---------- Dataset records ----------

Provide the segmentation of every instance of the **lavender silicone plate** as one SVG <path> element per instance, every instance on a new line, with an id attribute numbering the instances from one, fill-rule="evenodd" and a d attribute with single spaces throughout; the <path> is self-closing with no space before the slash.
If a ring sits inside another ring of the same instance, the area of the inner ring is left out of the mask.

----------
---------- Dataset records ----------

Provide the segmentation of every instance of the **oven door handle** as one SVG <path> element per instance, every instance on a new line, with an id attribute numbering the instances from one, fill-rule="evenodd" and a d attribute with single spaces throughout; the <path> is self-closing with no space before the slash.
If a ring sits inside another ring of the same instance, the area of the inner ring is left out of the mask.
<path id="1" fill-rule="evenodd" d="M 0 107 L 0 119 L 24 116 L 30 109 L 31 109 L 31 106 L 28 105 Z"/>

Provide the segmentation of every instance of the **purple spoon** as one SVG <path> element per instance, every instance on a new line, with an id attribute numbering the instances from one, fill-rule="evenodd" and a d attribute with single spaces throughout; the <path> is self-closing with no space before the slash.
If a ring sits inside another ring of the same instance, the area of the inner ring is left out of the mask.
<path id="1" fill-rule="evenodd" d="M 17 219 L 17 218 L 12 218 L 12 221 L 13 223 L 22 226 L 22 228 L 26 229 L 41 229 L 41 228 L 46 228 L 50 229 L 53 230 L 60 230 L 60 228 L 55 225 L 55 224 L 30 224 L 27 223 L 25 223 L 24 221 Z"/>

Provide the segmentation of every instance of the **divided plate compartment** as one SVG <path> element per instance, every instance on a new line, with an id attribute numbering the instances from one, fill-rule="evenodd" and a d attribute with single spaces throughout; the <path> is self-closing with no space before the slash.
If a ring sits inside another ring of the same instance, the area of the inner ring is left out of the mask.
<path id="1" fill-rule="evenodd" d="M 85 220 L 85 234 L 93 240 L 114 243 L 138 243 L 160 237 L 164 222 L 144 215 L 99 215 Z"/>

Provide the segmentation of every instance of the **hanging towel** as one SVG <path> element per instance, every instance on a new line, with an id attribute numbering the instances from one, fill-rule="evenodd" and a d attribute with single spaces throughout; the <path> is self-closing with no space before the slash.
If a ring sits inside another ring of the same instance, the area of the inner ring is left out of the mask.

----------
---------- Dataset records ----------

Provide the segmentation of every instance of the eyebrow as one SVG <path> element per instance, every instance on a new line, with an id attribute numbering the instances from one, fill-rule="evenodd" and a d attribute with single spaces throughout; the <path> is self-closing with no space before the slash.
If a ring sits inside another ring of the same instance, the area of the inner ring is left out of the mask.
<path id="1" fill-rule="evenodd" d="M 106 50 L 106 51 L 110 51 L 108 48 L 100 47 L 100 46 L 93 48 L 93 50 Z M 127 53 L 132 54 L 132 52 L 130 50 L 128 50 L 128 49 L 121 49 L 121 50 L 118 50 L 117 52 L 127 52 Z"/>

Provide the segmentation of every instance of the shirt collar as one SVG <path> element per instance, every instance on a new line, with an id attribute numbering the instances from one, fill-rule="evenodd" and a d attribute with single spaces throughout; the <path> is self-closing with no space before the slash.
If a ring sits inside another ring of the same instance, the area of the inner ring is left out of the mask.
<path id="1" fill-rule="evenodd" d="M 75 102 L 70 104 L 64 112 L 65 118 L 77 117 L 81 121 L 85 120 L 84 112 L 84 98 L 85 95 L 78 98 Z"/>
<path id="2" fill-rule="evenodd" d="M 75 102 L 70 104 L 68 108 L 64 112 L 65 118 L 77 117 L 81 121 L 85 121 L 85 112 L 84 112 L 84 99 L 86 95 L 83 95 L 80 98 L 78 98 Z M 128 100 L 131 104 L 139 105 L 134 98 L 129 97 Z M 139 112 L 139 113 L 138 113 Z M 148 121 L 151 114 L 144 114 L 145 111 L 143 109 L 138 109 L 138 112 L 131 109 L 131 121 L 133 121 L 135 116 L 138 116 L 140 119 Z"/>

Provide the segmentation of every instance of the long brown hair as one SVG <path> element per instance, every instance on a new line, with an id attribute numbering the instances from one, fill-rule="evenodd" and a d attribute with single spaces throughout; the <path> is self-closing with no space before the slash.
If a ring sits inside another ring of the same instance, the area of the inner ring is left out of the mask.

----------

Please turn the records from the line with "Provide the segmentation of every instance of the **divided" up to and including the line with "85 220 L 85" into a numbered list, leaving out blank lines.

1. Provide the segmentation of every instance of the **divided plate compartment** as one SVG <path> element per instance, every instance on a new line, with an id attribute numbering the instances from one, fill-rule="evenodd" and a d attribute with single spaces throughout; the <path> is self-closing with no space before the slash.
2. If a ring sits inside another ring of the same instance, the area of the inner ring is left out of the mask.
3. <path id="1" fill-rule="evenodd" d="M 85 220 L 85 234 L 93 240 L 114 243 L 138 243 L 160 237 L 164 222 L 144 215 L 99 215 Z"/>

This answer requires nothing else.